- [Exercise material]:
START
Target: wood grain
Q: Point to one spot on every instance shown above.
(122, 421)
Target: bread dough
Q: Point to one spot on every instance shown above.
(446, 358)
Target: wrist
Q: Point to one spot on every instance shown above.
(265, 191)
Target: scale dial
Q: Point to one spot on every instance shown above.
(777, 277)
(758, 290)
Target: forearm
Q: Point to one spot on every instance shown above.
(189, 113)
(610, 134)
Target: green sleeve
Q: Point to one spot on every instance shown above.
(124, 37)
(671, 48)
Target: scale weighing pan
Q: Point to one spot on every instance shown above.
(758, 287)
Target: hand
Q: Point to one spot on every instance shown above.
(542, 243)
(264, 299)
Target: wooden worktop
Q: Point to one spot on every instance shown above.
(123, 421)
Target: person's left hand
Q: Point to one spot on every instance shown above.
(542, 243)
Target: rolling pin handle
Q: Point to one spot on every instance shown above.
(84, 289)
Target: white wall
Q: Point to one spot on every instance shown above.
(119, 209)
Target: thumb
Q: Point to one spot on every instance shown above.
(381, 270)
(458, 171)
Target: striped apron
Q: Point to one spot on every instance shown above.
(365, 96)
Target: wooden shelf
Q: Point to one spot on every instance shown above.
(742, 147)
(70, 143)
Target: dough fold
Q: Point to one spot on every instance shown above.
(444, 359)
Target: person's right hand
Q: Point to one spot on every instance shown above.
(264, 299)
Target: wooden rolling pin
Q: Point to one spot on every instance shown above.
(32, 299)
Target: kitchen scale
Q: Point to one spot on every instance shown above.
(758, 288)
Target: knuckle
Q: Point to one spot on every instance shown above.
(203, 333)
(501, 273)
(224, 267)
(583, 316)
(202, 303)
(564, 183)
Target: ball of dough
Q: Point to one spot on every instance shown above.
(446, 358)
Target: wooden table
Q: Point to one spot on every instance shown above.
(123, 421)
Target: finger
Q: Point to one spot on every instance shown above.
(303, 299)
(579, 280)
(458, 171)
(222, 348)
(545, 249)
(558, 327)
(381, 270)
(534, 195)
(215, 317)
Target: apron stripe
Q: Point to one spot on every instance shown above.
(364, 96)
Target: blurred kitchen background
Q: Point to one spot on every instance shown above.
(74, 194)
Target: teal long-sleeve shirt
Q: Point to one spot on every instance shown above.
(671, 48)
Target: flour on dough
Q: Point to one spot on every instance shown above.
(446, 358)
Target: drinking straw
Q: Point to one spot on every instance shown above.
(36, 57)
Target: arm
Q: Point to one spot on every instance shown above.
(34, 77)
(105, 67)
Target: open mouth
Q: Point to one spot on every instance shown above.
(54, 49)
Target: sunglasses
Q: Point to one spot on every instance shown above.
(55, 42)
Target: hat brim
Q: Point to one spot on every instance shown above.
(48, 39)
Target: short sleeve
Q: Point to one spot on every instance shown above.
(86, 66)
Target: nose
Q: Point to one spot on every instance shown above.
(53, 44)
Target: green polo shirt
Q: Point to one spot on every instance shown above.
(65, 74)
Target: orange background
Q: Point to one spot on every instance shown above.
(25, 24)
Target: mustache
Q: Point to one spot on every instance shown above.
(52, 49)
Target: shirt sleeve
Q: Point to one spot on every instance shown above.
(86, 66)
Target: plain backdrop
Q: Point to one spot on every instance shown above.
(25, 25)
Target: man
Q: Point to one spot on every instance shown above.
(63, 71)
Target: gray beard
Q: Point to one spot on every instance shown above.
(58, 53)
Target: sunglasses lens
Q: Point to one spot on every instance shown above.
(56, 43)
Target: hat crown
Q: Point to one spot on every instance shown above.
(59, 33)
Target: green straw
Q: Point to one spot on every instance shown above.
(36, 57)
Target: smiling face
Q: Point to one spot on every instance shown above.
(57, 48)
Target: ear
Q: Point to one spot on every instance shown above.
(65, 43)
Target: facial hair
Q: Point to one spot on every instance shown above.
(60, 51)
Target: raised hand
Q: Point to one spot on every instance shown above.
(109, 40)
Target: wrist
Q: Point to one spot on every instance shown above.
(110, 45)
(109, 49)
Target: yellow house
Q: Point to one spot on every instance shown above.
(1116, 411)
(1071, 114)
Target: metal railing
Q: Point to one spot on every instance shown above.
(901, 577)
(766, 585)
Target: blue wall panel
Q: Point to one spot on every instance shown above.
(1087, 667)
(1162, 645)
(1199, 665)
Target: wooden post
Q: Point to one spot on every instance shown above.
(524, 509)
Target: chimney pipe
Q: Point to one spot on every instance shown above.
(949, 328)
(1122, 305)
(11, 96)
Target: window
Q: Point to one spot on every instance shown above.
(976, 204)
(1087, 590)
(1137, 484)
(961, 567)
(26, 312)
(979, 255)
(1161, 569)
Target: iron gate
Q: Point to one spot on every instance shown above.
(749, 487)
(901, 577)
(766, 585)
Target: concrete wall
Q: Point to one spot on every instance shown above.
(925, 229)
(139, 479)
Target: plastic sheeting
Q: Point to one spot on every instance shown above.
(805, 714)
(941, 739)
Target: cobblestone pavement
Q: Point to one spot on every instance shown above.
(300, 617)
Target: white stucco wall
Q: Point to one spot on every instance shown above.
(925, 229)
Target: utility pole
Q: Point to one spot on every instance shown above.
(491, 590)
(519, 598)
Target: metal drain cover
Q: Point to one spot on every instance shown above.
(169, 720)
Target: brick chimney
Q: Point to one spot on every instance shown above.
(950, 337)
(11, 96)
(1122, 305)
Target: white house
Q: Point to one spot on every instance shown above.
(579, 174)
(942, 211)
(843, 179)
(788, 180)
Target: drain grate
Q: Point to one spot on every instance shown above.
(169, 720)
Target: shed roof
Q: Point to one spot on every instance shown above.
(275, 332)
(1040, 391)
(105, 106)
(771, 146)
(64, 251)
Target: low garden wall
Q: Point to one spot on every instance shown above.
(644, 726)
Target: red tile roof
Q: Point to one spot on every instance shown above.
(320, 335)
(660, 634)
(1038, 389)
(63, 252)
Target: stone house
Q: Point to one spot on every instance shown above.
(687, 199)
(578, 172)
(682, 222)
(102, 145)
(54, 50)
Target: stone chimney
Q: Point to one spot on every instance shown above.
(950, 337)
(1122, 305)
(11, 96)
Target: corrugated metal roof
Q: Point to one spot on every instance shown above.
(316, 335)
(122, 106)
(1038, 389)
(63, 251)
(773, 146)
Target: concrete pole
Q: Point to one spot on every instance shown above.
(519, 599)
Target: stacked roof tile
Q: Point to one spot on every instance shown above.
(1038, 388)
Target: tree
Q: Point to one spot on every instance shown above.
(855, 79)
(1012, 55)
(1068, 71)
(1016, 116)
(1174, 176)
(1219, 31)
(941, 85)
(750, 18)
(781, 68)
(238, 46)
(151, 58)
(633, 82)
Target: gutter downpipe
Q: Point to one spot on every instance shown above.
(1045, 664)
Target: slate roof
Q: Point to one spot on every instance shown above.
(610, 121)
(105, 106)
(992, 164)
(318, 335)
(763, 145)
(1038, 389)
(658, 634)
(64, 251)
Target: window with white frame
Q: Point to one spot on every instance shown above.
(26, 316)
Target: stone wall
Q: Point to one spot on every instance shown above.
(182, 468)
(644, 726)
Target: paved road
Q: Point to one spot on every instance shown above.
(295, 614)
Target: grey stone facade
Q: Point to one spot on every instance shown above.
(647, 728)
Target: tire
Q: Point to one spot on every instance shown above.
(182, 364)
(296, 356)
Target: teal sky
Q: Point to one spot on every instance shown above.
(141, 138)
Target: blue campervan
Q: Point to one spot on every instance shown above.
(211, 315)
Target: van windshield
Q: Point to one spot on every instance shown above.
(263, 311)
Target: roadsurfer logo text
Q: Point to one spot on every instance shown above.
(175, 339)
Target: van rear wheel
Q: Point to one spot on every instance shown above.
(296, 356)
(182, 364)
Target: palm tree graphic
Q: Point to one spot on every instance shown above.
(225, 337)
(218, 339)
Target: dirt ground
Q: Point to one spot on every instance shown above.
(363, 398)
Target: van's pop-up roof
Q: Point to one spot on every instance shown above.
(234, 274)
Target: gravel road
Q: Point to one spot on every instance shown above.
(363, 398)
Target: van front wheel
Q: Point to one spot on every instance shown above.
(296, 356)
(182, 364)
END
- [Aim of the task]: Only the lines from the one containing "Target: concrete pole" to the end of the listing belong in the output, each reproduced exactly.

- [Reply]:
Target: concrete pole
Q: Point to one spot on every instance shown above.
(519, 599)
Target: stacked roof tile
Q: Point to one spot on every instance shown above.
(1038, 388)
Target: tree
Q: Point to one spot on every instance shown above.
(855, 79)
(1012, 55)
(1068, 71)
(1016, 116)
(1174, 176)
(1219, 31)
(941, 85)
(750, 18)
(781, 68)
(238, 46)
(151, 58)
(633, 82)
Target: gutter downpipe
Q: Point to one spot on every instance shown above.
(1045, 664)
Target: slate roof
Q: Point to one spot on every instance shown above.
(610, 121)
(105, 106)
(992, 164)
(318, 335)
(763, 145)
(1038, 389)
(658, 634)
(64, 251)
Target: window with white frame
Q: Point to one spot on every instance shown above.
(26, 316)
Target: stone wall
Q: Point to one spot on every instance shown above.
(182, 468)
(644, 726)
Target: paved road
Q: Point to one spot on every instance shown above.
(295, 614)
Target: grey stone facade
Q: Point to one spot on every instance shown above.
(647, 728)
Target: tire
Q: Point to one spot on every instance shown above.
(182, 364)
(296, 356)
Target: teal sky
Q: Point to one spot on every instance shown above.
(141, 138)
Target: blue campervan
Q: Point to one spot on every instance shown above.
(211, 315)
Target: van windshield
Q: Point to one spot on every instance shown above.
(263, 311)
Target: roadsurfer logo text
Q: Point to one spot on every instance shown above.
(175, 339)
Target: van rear wheel
Q: Point to one spot on every instance shown above.
(296, 356)
(182, 364)
Target: palm tree graphic
Q: Point to one spot on every instance shown above.
(225, 337)
(218, 339)
Target: dirt ground
Q: Point to one spot on every instance shown above.
(363, 398)
Target: van's pop-up roof
Q: Point to one spot on every instance shown above.
(234, 274)
Target: gravel road
Q: Point to one spot on every instance shown above.
(363, 398)
Target: van front wheel
Q: Point to one spot on every instance shown above.
(296, 356)
(182, 364)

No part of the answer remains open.